#### [EXERCISE REQUIREMENTS]
The records below need to be printed in full. Keep each one exact.

#### [PROVIDED INFORMATION]
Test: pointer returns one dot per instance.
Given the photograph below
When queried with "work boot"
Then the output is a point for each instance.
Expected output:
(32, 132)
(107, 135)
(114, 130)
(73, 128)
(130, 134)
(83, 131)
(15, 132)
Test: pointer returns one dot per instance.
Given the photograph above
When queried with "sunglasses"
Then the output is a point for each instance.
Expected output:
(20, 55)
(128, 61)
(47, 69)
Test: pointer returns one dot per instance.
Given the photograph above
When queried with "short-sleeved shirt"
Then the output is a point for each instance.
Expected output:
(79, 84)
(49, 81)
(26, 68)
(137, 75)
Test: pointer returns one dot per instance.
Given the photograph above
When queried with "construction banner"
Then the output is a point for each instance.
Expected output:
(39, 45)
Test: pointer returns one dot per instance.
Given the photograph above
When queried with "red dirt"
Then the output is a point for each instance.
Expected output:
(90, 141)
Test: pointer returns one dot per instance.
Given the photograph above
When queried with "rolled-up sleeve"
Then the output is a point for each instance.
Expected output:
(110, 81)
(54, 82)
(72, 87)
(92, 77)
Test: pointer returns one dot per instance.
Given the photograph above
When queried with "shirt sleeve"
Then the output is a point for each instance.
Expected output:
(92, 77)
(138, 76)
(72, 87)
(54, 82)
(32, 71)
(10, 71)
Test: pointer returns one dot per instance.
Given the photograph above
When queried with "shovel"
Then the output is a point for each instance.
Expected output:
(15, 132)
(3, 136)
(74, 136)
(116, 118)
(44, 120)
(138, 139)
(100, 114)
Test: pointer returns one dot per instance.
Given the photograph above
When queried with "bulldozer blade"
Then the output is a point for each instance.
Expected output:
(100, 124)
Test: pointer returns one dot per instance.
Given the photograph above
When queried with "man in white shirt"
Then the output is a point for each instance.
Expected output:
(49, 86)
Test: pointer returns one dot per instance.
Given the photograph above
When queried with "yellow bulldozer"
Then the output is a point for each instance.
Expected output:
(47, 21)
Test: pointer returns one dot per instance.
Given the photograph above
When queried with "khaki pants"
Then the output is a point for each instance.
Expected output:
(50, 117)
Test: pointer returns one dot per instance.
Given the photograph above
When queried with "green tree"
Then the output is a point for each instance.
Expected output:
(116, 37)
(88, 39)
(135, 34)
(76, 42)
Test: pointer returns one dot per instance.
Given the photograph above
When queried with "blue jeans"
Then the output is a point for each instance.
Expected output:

#### [WRITTEN RESPONSE]
Test: pointer returns one dot per instance.
Given the photograph below
When queried with "work boot"
Then the output is a point for each instance.
Expected output:
(32, 132)
(107, 135)
(114, 130)
(73, 128)
(130, 134)
(83, 131)
(15, 132)
Test: pointer returns one dot per instance.
Given the photograph above
When queried with "sunglasses"
Then the output is a point for each instance.
Expected output:
(20, 55)
(128, 61)
(47, 69)
Test: pointer returns one dot per instance.
Given the photograph above
When queried with "short-sleeved shirt"
Then the output is a point for each instance.
Expected output:
(79, 84)
(49, 81)
(26, 68)
(137, 75)
Test: pointer returns one dot per instance.
Given the photograph above
When queried with "construction banner"
Then the output is a point for each instance.
Expected output:
(39, 45)
Test: pointer returns one dot per instance.
Given the photograph above
When queried with "red dirt"
Then the output is a point for each instance.
Expected output:
(90, 141)
Test: pointer returns one dot per instance.
Given the photograph above
When queried with "rolled-up sleeve"
Then the output is a point for each instance.
Expected output:
(110, 81)
(54, 82)
(72, 87)
(92, 77)
Test: pointer returns one dot per instance.
Given the photograph above
When queried with "shirt sleeve"
Then the output is a point for each instance.
Expected output:
(92, 77)
(138, 76)
(72, 87)
(54, 82)
(32, 71)
(10, 71)
Test: pointer returns one dot per instance.
Given the photograph above
When queried with "shovel"
Then the output is a point for each instance.
Expected output:
(15, 132)
(3, 136)
(74, 136)
(116, 118)
(44, 120)
(138, 139)
(100, 114)
Test: pointer returns one dot per instance.
Given the photograph above
When queried with "bulldozer blade"
Then the output is a point for each instance.
Expected output:
(100, 124)
Test: pointer returns one dot per instance.
Given the photograph above
When queried with "man in white shirt"
Then the output is a point for each instance.
Expected output:
(49, 86)
Test: pointer returns one dot per instance.
Given the photograph above
When queried with "yellow bulldozer"
Then the output is a point for each instance.
Expected output:
(47, 21)
Test: pointer returns one dot per instance.
Given the photograph above
When queried with "khaki pants"
Then the output is a point for each instance.
Expected output:
(50, 117)
Test: pointer returns one dot per instance.
Given the photograph above
When queried with "green tree"
Then the output is a point for each instance.
Expected output:
(116, 37)
(88, 39)
(135, 34)
(76, 42)
Test: pointer returns one dot per instance.
Given the photograph above
When queried with "blue jeans"
Then the output is a point for each instance.
Expected output:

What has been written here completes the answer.